§ **Your task**
Retype every line of the records below, keeping each character, space, and line break unchanged.

(Pointing records for named objects)
>>>>
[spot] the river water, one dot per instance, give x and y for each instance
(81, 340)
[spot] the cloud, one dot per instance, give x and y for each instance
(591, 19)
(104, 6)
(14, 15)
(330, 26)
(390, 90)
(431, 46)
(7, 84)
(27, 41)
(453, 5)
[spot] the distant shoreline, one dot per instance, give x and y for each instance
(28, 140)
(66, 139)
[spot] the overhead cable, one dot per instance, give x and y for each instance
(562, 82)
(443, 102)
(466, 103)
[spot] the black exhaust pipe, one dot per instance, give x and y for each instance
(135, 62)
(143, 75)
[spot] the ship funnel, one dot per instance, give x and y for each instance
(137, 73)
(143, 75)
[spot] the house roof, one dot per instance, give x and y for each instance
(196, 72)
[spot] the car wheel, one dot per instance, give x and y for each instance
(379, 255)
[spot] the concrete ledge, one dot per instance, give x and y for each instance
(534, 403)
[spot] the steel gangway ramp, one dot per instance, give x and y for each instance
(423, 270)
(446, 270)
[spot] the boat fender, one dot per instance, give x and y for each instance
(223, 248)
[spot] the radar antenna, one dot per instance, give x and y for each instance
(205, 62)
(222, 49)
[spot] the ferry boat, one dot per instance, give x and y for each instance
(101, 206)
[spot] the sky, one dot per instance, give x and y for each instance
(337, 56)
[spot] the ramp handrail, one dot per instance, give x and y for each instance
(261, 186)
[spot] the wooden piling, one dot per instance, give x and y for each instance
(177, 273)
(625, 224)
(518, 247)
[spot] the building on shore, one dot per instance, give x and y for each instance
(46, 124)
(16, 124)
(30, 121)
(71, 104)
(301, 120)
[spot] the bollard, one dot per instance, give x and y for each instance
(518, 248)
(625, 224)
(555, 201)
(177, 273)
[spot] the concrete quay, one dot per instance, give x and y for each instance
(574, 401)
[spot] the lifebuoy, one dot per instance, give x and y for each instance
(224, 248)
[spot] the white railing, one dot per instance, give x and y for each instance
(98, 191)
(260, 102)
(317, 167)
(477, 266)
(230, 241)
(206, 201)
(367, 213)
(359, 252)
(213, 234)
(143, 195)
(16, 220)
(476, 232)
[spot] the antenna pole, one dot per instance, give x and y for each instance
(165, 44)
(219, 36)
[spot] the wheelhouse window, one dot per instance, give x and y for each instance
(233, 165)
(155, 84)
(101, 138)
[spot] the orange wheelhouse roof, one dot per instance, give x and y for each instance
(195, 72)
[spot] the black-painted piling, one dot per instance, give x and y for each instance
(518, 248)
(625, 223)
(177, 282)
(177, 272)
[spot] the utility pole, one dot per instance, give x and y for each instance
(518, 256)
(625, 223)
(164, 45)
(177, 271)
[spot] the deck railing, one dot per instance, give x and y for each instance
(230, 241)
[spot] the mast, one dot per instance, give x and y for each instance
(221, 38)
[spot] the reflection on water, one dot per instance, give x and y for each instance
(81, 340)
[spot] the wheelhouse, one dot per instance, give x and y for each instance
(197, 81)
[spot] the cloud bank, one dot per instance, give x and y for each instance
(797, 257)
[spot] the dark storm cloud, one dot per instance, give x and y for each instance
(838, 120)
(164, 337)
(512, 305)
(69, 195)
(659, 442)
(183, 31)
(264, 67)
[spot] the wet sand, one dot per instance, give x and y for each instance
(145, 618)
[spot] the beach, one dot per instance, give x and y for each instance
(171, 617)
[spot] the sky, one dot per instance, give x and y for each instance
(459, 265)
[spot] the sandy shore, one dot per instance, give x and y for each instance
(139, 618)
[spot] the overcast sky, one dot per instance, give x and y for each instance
<<<<
§ **Task response**
[spot] the river water, one dot per instance, give x and y for each instance
(81, 340)
[spot] the cloud, one dot per instance, give x and y for each instance
(591, 19)
(104, 6)
(14, 15)
(330, 26)
(390, 90)
(431, 46)
(7, 84)
(27, 41)
(453, 5)
[spot] the distant shoreline, one dot per instance, give x and y for each instance
(28, 140)
(66, 139)
[spot] the overhead cable, one dot per instance, give x and y for each instance
(562, 82)
(443, 102)
(466, 103)
[spot] the black exhaust pipe, one dot per instance, give x and y for each instance
(135, 62)
(143, 75)
[spot] the ship funnel, one dot per instance, give x and y for each instance
(137, 73)
(143, 75)
[spot] the house roof, one dot per instance, give x and y for each instance
(196, 72)
[spot] the car wheel, one dot per instance, give x and y for each instance
(379, 255)
[spot] the concrete ledge, one dot per instance, give x and y for each instance
(534, 403)
[spot] the steel gangway ramp, one dot per instance, give x and y for each instance
(423, 270)
(446, 270)
[spot] the boat fender, one dot per instance, give x and y for each instance
(223, 248)
[spot] the radar antenna, one dot per instance, give x and y for each instance
(205, 62)
(222, 49)
[spot] the ferry boat, one dot per instance, give x and y for each instance
(101, 206)
[spot] the sky, one dot per instance, give x and y for each instance
(337, 56)
[spot] the ramp handrail, one dot per instance, give x and y for each instance
(261, 186)
[spot] the wooden piling, one dot per instance, give x and y for each instance
(177, 273)
(625, 224)
(518, 247)
[spot] the building on shore, one dot per instance, give x and y for each instance
(46, 124)
(16, 124)
(30, 121)
(71, 104)
(301, 120)
[spot] the bollard, one dot per instance, give x and y for each instance
(518, 248)
(625, 224)
(555, 201)
(177, 273)
[spot] the concrete quay, one dot per instance, give x and y for each instance
(574, 401)
[spot] the lifebuoy, one dot per instance, give x and y for each instance
(224, 248)
[spot] the white railing, one dot per instance, give x and y for each instance
(98, 191)
(260, 102)
(317, 167)
(477, 266)
(230, 241)
(206, 201)
(367, 213)
(359, 252)
(213, 234)
(143, 195)
(16, 220)
(476, 232)
[spot] the antenna pole, one dot per instance, give x and y for each instance
(165, 44)
(219, 36)
[spot] the wheelhouse window, one dot per instance, give x and y for each instance
(233, 165)
(155, 84)
(101, 138)
[spot] the orange wheelhouse roof, one dot per instance, give x and y for each instance
(195, 72)
[spot] the black-painted piling, one dot per instance, give x and y for each instance
(518, 248)
(625, 223)
(177, 282)
(177, 272)
[spot] the utility pole, one dot per instance, give x and y for each instance
(518, 256)
(625, 223)
(164, 45)
(177, 271)
[spot] the deck railing, one dot per instance, give x and y for each instance
(230, 241)
[spot] the mast, one dot per instance, give x and y for each instance
(221, 38)
[spot] the reflection on water, one dot per instance, give x and y for each instance
(81, 340)
[spot] the wheelhouse, one dot per instance, give x and y for each instance
(197, 81)
[spot] the cloud bank, one dot per instance, give x and y for each instance
(797, 257)
[spot] the dark storm cloud, one dot per instance, give x and y for each instance
(838, 120)
(164, 337)
(512, 305)
(69, 195)
(659, 442)
(183, 31)
(264, 67)
[spot] the wet sand, one dot per instance, give x and y for each instance
(145, 618)
[spot] the beach, one dot per instance, give x and y for each instance
(171, 617)
[spot] the sky, one dot per instance, give x and y for each instance
(459, 265)
[spot] the sandy shore, one dot per instance, give x and y for each instance
(139, 618)
[spot] the overcast sky, one dot per instance, give x and y for each instance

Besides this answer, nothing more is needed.